▸ PAGE TEXT
Considering context in academic medicine: differences in demographic and professional characteristics and in research productivity and advancement metrics across seven clinical departments.

Warner, Erica T, René Carapinha, Griffin M Weber, Emorcia Hill V, and Joan Y Reede. 2015. “Considering Context in Academic Medicine: Differences in Demographic and Professional Characteristics and in Research Productivity and Advancement Metrics across Seven Clinical Departments.”. Academic Medicine : Journal of the Association of American Medical Colleges 90 (8): 1077-83.

Abstract

PURPOSE: To understand the disciplinary contexts in which faculty work, the authors examined demographics, professional characteristics, research productivity, and advancement across seven clinical departments at Harvard Medical School (HMS) and nationally.

METHOD: HMS analyses included faculty from seven clinical departments-anesthesiology, medicine, neurology, pediatrics, psychiatry, radiology, and surgery-in May 2011 (N = 7,304). National analyses included faculty at 141 U.S. medical schools in the same seven departments as of December 31, 2011 (N = 91,414). The authors used chi-square and Wilcoxon Mann-Whitney tests to compare departmental characteristics.

▸ ACTIONS TO TAKE
A – Answer these questions from the abstract on clinical departments in academic medicine.
(i) At which medical school were the local analyses carried out?
(ii) How many faculty were included in that school's analyses, and in what month and year?
(iii) Which statistical tests were used to compare departmental characteristics?
B – Carry on the abstract on clinical departments in academic medicine, picking up after the last sentence of its METHOD section.

▸ AVAILABLE DATA
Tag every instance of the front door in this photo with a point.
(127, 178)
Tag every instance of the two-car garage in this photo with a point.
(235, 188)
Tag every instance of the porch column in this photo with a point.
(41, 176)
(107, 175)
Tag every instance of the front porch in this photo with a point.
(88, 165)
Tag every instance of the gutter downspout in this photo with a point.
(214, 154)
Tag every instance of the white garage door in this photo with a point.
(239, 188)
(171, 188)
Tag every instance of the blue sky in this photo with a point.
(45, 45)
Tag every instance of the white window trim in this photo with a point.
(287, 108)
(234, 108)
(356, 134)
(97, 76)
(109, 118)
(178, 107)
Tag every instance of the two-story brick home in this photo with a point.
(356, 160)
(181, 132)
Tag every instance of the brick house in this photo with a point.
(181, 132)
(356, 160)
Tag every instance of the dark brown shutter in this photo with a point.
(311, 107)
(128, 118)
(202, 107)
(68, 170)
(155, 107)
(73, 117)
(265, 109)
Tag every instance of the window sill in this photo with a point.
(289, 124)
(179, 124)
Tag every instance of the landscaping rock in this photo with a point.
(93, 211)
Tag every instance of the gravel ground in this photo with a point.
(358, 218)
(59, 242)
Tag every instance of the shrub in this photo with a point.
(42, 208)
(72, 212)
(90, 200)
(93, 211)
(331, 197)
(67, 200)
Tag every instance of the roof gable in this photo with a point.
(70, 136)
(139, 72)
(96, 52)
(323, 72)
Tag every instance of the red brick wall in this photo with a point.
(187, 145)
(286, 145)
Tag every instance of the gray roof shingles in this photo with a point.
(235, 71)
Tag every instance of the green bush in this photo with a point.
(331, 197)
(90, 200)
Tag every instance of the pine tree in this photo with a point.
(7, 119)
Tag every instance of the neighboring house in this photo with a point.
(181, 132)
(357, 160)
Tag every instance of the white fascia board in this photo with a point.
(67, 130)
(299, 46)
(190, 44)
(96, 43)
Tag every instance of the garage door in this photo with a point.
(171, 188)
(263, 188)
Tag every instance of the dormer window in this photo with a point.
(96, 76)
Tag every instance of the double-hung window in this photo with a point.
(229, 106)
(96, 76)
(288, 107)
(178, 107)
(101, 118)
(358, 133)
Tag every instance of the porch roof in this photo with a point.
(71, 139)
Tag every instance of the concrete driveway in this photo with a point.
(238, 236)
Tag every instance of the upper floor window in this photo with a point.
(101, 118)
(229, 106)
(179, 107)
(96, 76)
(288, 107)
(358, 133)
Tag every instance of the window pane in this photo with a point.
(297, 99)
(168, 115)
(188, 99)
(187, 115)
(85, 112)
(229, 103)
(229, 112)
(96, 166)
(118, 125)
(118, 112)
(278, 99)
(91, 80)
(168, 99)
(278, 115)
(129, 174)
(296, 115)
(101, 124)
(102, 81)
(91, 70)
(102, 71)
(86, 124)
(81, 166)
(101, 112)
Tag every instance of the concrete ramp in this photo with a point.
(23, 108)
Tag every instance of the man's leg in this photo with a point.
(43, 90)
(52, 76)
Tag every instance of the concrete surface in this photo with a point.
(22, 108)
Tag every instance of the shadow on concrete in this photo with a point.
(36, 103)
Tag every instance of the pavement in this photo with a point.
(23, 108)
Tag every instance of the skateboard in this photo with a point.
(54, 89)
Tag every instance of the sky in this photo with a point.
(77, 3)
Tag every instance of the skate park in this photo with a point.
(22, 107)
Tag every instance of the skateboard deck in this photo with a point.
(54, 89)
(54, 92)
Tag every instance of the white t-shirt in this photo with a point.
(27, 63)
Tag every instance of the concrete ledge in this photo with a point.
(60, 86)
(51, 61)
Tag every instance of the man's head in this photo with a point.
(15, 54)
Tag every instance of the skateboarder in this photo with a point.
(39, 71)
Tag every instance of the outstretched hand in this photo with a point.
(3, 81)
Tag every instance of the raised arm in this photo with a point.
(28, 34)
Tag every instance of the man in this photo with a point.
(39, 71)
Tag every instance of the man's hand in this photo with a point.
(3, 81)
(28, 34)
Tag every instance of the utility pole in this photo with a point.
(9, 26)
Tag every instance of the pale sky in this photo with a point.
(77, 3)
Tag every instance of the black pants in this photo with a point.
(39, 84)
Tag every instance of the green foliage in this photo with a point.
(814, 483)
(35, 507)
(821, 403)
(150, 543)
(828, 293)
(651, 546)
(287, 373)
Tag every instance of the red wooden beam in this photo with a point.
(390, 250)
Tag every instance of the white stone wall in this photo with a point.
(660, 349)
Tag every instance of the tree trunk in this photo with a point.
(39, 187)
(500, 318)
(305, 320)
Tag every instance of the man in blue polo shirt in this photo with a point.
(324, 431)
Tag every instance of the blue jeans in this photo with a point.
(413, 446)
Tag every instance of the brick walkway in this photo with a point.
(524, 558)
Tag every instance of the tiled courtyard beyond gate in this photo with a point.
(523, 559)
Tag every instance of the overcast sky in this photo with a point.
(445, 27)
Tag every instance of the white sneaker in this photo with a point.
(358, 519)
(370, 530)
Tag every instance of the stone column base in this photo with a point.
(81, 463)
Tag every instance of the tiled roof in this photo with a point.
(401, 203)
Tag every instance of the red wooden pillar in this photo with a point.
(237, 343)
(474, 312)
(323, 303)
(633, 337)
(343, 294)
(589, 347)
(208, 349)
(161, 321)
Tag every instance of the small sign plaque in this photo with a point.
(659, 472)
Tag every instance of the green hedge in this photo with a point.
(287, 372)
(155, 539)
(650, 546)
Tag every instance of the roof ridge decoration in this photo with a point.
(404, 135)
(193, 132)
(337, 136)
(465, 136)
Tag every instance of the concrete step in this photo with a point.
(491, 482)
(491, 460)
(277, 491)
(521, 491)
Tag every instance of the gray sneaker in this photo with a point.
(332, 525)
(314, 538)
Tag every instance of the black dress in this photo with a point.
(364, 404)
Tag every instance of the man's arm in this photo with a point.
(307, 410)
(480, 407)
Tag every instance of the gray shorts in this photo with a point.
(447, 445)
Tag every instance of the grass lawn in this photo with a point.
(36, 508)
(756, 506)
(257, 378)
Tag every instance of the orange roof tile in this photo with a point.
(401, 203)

▸ ANSWERS BY TASK
A –
(i) Harvard Medical School (HMS).
(ii) 7,304 faculty, in May 2011.
(iii) Chi-square and Wilcoxon Mann-Whitney tests.

B –
RESULTS: Heterogeneity in demographics, professional characteristics, and advancement across departments was observed in HMS and national data. At HMS, psychiatry had the highest percentage of underrepresented minority faculty at 6.6% (75/1,139). In anesthesiology, 24.2% (128/530) of faculty were Asian, whereas in psychiatry only 7.9% (90/1,139) were (P < .0001). Female faculty were the majority in pediatrics and psychiatry, whereas in surgery 26.3% (172/654) of the faculty were female (P < .0001). At HMS, surgery, radiology, and neurology had the shortest median times to promotion and the highest median number of publications, H-index, and second-degree centrality. Neurology also had the highest percentage of faculty who had been principal investigators on a National Institutes of Health-funded grant.

CONCLUSIONS: There were differences in demographics, professional characteristics, and advancement across clinical departments at HMS and nationally. The context in which faculty work, of which department is a proxy, should be accounted for in research on faculty career outcomes and diversity inclusion in academic medicine.